What you have to do
Return, copied in full, every line below that contains the string "railing". Case counts.

Dataset excerpts
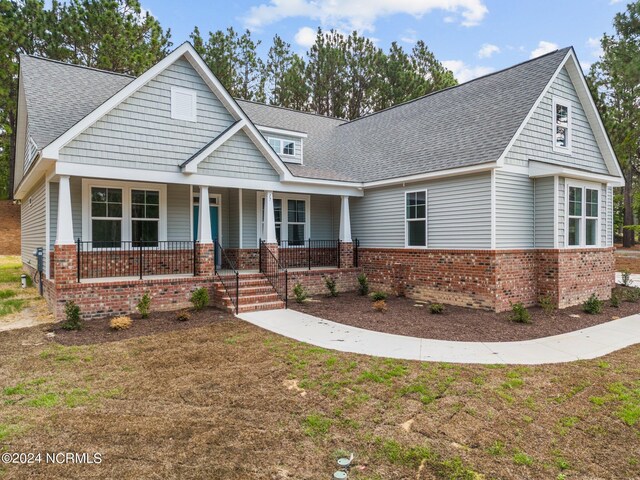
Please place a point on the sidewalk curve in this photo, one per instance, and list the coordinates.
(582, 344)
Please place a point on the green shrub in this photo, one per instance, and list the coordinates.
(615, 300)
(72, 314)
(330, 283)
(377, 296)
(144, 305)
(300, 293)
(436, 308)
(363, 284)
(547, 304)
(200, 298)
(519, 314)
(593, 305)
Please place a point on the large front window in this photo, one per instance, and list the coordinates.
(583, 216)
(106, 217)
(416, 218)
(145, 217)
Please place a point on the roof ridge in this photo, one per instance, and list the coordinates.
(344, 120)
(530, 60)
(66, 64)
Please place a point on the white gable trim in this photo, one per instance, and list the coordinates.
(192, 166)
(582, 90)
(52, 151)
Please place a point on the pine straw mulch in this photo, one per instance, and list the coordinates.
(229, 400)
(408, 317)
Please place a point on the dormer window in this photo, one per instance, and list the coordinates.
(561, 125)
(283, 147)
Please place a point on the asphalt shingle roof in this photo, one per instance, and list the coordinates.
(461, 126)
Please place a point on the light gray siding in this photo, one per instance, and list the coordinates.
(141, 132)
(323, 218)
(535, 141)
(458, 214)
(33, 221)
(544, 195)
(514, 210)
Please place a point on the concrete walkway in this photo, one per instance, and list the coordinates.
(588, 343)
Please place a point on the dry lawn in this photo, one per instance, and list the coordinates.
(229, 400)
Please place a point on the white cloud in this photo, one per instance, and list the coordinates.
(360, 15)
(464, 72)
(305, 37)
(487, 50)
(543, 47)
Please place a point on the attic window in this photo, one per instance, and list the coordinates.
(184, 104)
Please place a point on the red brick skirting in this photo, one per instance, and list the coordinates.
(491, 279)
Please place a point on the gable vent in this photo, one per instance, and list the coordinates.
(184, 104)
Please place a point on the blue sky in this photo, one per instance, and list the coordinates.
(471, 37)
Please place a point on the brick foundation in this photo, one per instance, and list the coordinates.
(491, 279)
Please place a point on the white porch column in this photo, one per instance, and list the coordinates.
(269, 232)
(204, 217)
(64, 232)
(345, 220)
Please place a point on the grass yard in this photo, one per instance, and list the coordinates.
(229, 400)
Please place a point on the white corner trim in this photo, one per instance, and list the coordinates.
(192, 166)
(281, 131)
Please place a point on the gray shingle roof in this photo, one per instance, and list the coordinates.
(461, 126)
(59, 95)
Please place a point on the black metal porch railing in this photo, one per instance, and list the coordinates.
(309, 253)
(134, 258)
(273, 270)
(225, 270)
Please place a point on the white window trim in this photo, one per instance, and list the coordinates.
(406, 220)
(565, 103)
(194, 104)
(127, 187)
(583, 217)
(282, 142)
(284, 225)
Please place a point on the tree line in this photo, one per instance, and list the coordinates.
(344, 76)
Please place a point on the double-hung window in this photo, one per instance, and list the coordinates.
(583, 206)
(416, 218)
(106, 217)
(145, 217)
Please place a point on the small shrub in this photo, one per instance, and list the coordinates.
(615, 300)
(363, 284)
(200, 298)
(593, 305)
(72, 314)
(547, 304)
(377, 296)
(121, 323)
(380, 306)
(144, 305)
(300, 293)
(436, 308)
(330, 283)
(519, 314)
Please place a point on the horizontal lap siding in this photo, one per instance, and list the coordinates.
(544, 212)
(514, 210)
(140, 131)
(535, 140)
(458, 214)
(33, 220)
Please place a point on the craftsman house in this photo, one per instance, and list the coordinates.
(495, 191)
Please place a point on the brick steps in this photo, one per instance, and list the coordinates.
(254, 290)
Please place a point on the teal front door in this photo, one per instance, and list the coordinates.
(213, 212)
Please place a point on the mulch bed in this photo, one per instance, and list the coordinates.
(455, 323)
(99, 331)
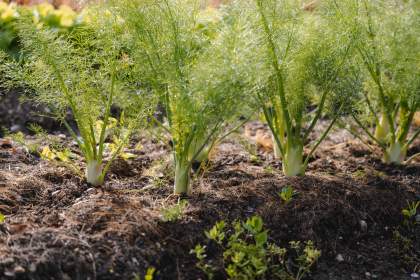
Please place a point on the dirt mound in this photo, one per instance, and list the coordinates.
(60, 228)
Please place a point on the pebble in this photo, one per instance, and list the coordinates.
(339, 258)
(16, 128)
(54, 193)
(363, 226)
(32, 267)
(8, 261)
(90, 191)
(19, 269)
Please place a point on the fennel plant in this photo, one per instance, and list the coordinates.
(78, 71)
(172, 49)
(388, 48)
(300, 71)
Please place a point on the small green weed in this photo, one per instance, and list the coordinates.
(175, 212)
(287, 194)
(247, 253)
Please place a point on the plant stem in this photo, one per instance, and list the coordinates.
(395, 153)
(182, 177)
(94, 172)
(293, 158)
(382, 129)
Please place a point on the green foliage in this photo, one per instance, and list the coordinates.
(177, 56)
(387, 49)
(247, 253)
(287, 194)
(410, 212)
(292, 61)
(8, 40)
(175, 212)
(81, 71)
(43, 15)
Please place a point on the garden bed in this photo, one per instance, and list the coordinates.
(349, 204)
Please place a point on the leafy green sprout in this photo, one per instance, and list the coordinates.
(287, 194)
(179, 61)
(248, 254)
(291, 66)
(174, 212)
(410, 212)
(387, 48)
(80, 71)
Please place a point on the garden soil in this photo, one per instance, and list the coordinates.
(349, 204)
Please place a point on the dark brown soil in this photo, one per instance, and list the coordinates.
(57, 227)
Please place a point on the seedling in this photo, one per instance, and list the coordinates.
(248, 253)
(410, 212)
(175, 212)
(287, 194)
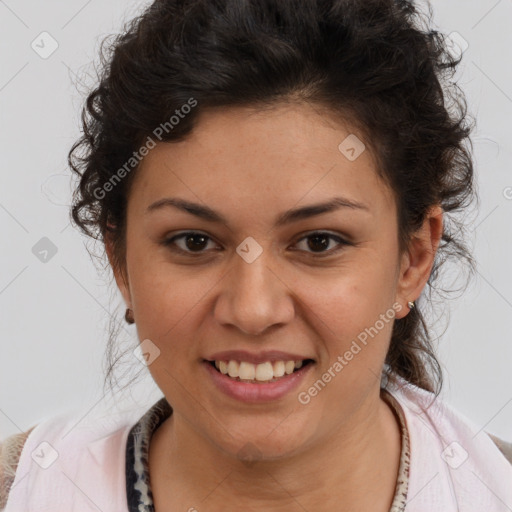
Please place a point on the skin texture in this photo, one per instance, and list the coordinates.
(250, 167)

---

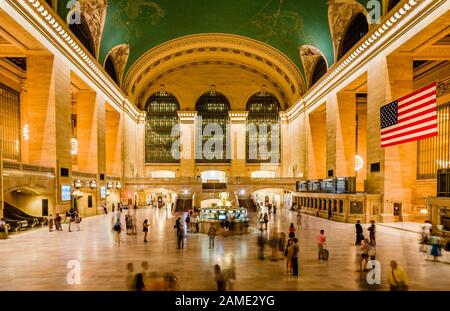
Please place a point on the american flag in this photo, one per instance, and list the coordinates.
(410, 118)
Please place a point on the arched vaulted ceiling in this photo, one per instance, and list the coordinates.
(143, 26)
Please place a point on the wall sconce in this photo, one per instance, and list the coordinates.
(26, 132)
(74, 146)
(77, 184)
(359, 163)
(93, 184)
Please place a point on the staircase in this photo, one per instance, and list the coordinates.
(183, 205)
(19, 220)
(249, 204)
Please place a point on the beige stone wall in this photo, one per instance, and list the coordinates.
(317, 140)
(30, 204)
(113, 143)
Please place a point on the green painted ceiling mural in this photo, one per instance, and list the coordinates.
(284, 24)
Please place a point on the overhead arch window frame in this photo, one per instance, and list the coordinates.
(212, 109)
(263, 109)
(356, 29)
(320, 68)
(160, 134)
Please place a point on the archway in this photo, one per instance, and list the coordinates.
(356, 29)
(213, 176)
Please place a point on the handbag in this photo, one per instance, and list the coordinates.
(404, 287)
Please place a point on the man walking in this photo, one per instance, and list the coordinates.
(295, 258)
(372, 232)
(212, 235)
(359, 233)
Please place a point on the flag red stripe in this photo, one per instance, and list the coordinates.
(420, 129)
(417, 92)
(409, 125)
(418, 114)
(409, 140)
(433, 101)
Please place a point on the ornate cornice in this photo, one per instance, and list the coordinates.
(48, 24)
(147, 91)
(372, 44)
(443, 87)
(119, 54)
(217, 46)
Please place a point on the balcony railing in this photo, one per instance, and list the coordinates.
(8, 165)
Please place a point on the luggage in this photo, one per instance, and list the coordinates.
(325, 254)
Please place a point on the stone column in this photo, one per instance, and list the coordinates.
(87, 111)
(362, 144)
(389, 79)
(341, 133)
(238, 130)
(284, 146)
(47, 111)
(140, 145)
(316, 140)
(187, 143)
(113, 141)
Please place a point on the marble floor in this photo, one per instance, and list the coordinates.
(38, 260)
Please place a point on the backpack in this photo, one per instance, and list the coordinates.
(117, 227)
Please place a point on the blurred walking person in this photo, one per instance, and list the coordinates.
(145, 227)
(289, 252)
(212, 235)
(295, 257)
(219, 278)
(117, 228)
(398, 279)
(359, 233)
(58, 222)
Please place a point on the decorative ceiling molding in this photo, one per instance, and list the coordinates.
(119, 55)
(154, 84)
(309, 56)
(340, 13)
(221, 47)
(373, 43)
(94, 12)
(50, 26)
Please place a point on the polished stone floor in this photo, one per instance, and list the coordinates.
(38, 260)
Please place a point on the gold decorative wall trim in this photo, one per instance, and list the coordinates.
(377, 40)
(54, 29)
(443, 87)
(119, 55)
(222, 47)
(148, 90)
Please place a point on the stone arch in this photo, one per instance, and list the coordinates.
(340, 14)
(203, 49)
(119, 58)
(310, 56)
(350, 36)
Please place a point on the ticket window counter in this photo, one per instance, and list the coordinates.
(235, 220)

==

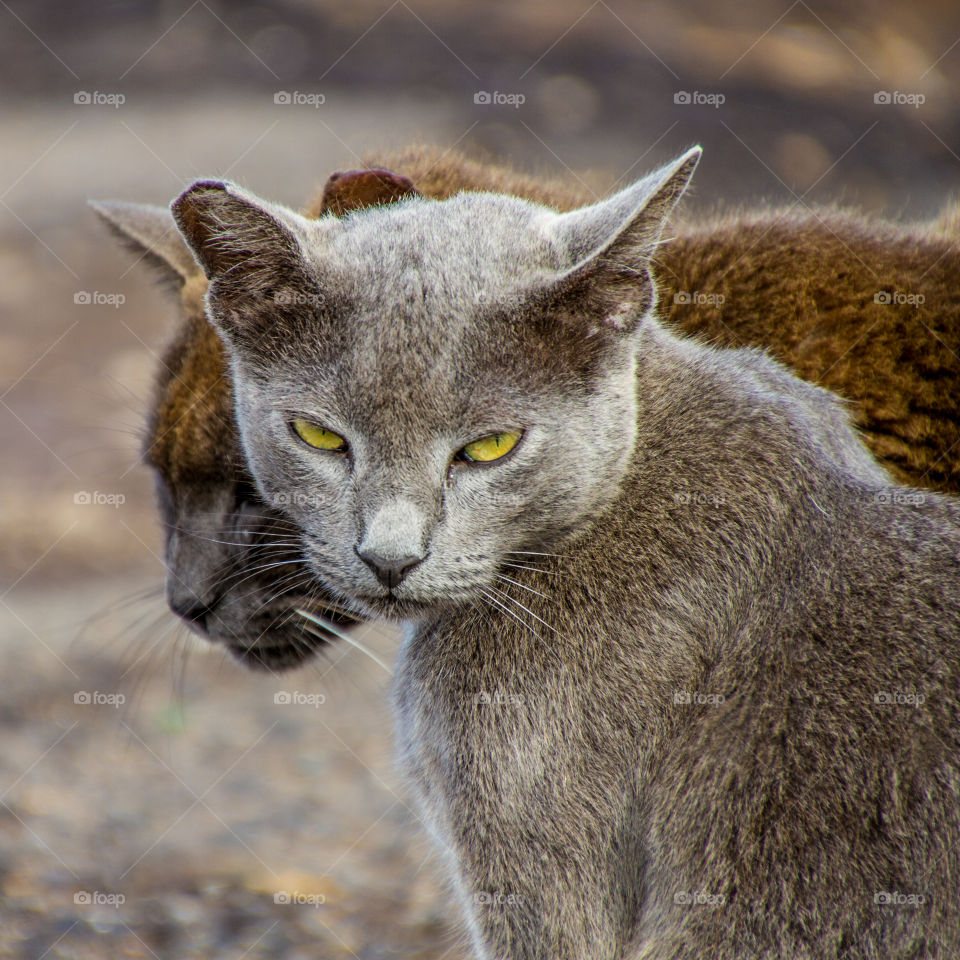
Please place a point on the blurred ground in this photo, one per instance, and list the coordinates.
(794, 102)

Written response
Please place a point on the black metal porch railing in this photo, one per instance, and list the coordinates.
Please place a point on the balcony railing in this photo, one per instance, and list the coordinates.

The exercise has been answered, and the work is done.